**Document section**

Skip to content

Usage Patterns

This page is the shortest answer to:

  • what object to build
  • which function to call
  • when to use each API

For a complete runnable example, download the executed notebook:

If you already have a vector database and want Kayak to own retrieval, see:

If you are choosing an encoder first, read:

Recommendation First

If you just want the recommended public path:

  • use kayak.open_text_retriever(...) when your app starts from text
  • use kayak.query(...) plus kayak.documents(...).pack() when you already own token vectors
  • reuse one loaded or packed LateIndex when many queries hit the same slice
  • use kayak.search_batch(...) for repeated-query throughput on that same index
  • use kayak.search(...) when you only need top-k hits
  • use kayak.maxsim(...) only when you actually need the full score vector

Current low-level fast path, as implemented:

  • kayak.search(...) or kayak.search_batch(...)
  • backend=kayak.MOJO_EXACT_CPU_BACKEND
  • packed index layout
  • nested query layout

That is why the docs should push users toward index reuse and batch search rather than backend-specific application primitives.

Choose The API Shape

Use one retriever object:

  • kayak.open_text_retriever(...)
  • retriever.upsert_texts(...)
  • retriever.search_text(...)
  • retriever.search_text_batch(...) for repeated query traffic

Choose this when your application inputs are plain text and you do not want to manage encoder and store objects separately.

Use the low-level exact search surface:

  • kayak.query(...)
  • kayak.documents(...).pack()
  • kayak.search(...)
  • kayak.search_batch(...) when the same index serves many queries

Choose this when your application already owns token-level query and document vectors.

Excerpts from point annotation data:

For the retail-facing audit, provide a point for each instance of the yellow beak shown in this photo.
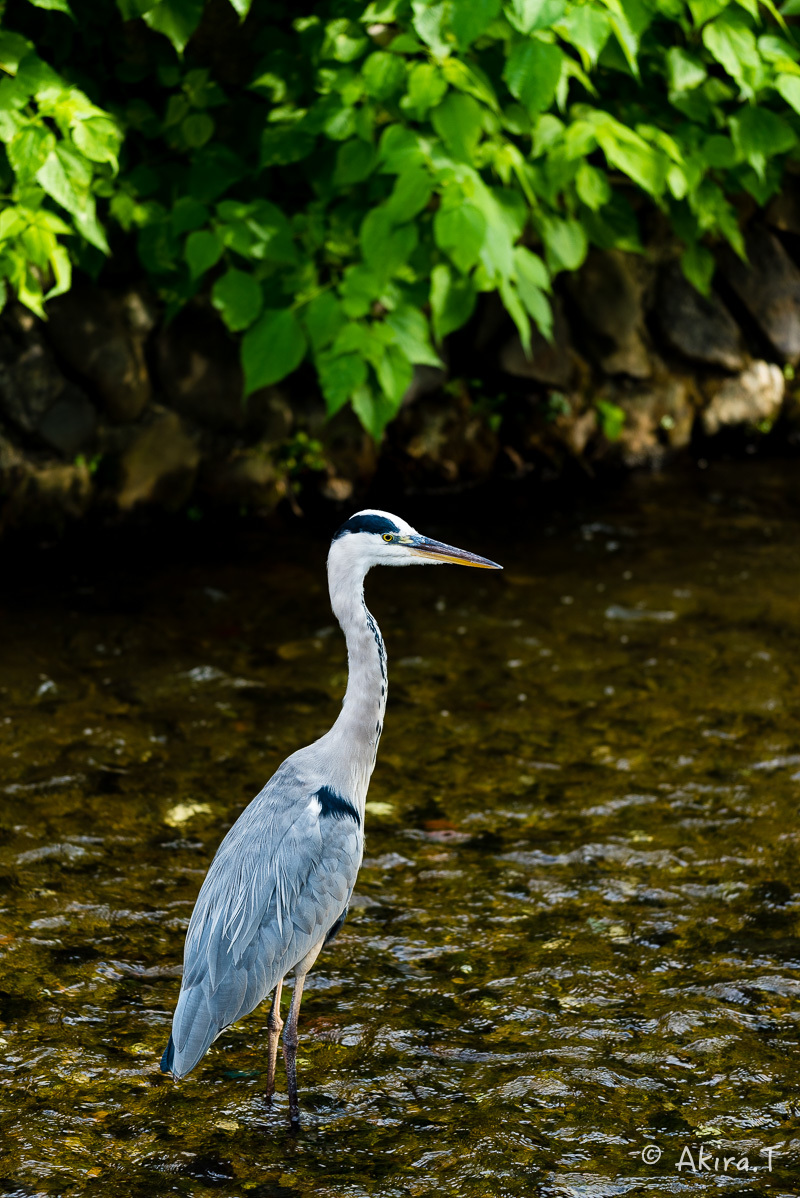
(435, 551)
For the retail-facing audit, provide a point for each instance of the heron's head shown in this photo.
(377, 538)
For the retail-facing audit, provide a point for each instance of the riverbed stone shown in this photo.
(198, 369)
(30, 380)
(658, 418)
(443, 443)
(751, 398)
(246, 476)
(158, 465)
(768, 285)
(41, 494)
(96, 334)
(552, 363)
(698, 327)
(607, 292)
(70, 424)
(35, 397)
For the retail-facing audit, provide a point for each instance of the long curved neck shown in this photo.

**To do**
a – Reproduce the Kayak usage patterns page word for word, in full.
b – Arrange the entries as a numbered list with blank lines omitted, covering only everything from the line containing "head shown in this photo." down to the last of the entries.
These entries are unrelated to the Kayak usage patterns page.

**Full solutions**
a –
Skip to content

Usage Patterns

This page is the shortest answer to:

  • what object to build
  • which function to call
  • when to use each API

For a complete runnable example, download the executed notebook:

If you already have a vector database and want Kayak to own retrieval, see:

If you are choosing an encoder first, read:

Recommendation First

If you just want the recommended public path:

  • use kayak.open_text_retriever(...) when your app starts from text
  • use kayak.query(...) plus kayak.documents(...).pack() when you already own token vectors
  • reuse one loaded or packed LateIndex when many queries hit the same slice
  • use kayak.search_batch(...) for repeated-query throughput on that same index
  • use kayak.search(...) when you only need top-k hits
  • use kayak.maxsim(...) only when you actually need the full score vector

Current low-level fast path, as implemented:

  • kayak.search(...) or kayak.search_batch(...)
  • backend=kayak.MOJO_EXACT_CPU_BACKEND
  • packed index layout
  • nested query layout

That is why the docs should push users toward index reuse and batch search rather than backend-specific application primitives.

Choose The API Shape

Use one retriever object:

  • kayak.open_text_retriever(...)
  • retriever.upsert_texts(...)
  • retriever.search_text(...)
  • retriever.search_text_batch(...) for repeated query traffic

Choose this when your application inputs are plain text and you do not want to manage encoder and store objects separately.

Use the low-level exact search surface:

  • kayak.query(...)
  • kayak.documents(...).pack()
  • kayak.search(...)
  • kayak.search_batch(...) when the same index serves many queries

Choose this when your application already owns token-level query and document vectors.

b –
1. For the retail-facing audit, provide a point for each instance of the heron's head shown in this photo.
2. (377, 538)
3. For the retail-facing audit, provide a point for each instance of the riverbed stone shown in this photo.
4. (198, 369)
5. (30, 380)
6. (658, 418)
7. (443, 443)
8. (751, 398)
9. (246, 476)
10. (158, 465)
11. (768, 285)
12. (41, 494)
13. (96, 334)
14. (552, 363)
15. (698, 327)
16. (607, 292)
17. (70, 424)
18. (35, 397)
19. For the retail-facing audit, provide a point for each instance of the long curved neck shown in this photo.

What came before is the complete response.